> _WHAT NEEDS TO BE DONE_: What lines of the listing include the string "correct"? Show them all.

★ ★ ★ ★

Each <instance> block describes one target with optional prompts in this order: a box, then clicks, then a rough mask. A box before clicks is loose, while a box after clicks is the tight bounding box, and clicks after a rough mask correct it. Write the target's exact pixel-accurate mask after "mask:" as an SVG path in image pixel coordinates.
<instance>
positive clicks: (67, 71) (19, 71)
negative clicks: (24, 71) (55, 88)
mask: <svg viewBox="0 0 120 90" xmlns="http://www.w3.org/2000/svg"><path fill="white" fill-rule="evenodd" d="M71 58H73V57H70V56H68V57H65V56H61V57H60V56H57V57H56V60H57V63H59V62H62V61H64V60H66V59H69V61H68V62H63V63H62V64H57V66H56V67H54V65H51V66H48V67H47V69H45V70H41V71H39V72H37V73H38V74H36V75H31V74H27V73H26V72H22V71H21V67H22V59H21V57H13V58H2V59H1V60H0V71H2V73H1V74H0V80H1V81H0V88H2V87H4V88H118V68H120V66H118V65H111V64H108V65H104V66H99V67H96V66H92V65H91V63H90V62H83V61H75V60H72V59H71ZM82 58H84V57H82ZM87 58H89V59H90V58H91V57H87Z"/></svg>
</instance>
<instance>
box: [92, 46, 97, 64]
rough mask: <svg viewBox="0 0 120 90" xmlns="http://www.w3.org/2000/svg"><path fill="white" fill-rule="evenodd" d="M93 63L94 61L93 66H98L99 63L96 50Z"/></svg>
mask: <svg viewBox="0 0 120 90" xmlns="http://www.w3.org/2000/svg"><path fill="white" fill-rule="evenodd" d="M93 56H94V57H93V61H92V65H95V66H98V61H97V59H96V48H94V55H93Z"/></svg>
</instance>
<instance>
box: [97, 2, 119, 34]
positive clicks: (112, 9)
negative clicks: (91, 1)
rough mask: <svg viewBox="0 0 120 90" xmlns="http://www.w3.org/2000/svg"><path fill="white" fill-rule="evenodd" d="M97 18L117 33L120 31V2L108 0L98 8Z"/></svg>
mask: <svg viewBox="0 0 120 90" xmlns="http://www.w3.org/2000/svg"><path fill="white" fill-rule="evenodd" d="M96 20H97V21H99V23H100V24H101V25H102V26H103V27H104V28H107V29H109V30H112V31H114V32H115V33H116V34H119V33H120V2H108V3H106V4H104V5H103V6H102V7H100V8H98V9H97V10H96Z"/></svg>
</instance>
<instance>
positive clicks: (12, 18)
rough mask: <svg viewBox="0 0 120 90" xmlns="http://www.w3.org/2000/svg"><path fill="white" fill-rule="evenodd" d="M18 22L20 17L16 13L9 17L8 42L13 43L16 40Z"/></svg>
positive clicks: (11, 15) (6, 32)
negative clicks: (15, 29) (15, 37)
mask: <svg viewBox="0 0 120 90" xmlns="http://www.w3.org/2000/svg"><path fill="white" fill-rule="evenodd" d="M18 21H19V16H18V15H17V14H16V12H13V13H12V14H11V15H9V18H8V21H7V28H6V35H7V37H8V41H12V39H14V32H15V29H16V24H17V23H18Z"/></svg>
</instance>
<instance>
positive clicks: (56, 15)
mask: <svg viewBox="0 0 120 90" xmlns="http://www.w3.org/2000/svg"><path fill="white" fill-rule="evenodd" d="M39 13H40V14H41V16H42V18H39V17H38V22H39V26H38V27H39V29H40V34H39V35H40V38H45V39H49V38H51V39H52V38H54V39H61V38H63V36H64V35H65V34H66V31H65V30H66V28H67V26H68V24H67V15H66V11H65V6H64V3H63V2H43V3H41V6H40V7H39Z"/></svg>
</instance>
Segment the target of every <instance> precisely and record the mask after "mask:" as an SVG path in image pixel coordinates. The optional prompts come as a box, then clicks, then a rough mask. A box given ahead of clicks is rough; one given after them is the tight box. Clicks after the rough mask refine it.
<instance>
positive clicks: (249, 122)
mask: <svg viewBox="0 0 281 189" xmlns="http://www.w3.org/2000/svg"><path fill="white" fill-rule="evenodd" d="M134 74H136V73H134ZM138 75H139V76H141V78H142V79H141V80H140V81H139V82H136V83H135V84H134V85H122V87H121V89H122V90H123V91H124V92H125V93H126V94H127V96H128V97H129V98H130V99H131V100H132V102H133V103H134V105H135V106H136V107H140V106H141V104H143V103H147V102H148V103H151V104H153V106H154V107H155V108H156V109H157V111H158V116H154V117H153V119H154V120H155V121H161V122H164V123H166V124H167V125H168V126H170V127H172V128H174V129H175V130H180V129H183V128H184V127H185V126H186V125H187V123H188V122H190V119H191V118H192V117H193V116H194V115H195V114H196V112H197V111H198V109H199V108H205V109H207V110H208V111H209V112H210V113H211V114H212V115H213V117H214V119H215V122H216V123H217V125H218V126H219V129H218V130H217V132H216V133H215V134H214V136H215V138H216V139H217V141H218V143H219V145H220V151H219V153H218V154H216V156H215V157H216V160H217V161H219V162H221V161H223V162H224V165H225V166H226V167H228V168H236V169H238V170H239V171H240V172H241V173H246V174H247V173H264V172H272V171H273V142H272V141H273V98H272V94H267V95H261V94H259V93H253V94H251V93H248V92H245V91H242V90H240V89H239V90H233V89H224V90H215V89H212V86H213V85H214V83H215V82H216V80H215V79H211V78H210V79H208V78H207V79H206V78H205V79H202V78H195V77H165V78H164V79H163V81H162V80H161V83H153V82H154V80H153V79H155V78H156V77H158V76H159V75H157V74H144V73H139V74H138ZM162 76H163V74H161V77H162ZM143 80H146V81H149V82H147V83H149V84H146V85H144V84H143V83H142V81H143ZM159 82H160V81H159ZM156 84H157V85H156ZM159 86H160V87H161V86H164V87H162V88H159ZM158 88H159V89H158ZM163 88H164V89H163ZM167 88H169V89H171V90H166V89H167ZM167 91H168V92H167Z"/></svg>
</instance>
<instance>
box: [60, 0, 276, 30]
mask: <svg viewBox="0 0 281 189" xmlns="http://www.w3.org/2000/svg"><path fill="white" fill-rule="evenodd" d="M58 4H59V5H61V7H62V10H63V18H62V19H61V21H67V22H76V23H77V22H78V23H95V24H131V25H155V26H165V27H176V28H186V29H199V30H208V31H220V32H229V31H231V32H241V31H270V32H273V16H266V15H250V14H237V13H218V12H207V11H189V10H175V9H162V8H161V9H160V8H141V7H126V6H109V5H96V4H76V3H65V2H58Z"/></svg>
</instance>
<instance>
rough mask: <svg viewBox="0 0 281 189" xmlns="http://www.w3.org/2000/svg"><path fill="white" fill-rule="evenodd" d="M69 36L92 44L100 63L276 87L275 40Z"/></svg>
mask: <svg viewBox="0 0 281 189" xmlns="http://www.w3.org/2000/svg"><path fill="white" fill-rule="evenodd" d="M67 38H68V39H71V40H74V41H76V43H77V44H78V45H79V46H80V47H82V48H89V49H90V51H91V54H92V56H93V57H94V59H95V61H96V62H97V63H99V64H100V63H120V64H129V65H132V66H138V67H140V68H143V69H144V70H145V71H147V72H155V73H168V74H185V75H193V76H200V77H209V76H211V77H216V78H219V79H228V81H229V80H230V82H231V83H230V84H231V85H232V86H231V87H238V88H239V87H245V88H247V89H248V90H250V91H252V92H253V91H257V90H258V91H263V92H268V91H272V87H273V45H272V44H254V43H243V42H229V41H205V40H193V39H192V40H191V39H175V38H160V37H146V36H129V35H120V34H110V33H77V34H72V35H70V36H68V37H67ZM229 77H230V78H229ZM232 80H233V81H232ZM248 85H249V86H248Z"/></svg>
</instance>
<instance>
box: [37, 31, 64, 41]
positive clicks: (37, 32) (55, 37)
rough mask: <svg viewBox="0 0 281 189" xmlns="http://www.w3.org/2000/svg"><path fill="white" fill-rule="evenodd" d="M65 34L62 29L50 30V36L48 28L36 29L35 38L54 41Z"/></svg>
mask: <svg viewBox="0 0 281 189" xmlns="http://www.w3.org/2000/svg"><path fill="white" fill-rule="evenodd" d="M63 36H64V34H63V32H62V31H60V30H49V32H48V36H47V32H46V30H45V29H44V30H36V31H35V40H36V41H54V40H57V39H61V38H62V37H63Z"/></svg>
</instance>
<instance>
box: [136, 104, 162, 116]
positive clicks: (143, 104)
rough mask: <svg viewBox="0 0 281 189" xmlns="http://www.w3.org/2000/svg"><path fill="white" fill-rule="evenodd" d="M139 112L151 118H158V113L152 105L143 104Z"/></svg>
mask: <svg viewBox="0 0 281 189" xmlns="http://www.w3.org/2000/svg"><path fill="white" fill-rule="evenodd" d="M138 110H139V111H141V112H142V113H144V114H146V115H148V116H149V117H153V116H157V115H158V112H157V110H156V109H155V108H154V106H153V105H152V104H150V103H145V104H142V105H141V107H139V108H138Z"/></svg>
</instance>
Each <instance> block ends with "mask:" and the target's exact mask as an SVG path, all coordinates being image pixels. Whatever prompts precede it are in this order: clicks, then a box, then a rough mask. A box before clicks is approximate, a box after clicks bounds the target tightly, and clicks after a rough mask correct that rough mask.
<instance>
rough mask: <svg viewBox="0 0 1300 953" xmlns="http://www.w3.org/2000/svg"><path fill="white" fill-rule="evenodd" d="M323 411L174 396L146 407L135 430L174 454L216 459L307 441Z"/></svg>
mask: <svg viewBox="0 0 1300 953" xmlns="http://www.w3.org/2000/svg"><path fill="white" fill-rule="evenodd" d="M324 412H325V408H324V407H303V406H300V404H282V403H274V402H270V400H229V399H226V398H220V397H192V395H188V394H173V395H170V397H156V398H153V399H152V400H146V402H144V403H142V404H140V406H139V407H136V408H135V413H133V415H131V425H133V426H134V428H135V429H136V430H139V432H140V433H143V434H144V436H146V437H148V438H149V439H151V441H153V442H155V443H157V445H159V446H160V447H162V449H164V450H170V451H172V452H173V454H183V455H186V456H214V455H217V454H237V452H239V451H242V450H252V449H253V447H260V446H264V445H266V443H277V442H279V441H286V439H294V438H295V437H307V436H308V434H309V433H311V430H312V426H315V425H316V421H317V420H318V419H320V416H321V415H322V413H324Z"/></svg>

★ ★ ★ ★

> _SOLUTION_:
Each <instance> block describes one target with optional prompts in this order: a box, then clicks, then a rough mask. A box before clicks is loose, while a box after clicks is the tight bounding box, and clicks after a rough mask correct it. Write the target's exact pixel-accurate mask after "mask:" as an SVG path in image pixel coordinates.
Each <instance> block ends with "mask:" and the target's exact mask as an SVG path, all coordinates being image pixels. Whatever prompts precede it are in this order: clicks, then a box, then a rough mask. A box before clicks is approximate, a box after clicks bounds the target tightly, and clicks after a rough mask correct that rough mask.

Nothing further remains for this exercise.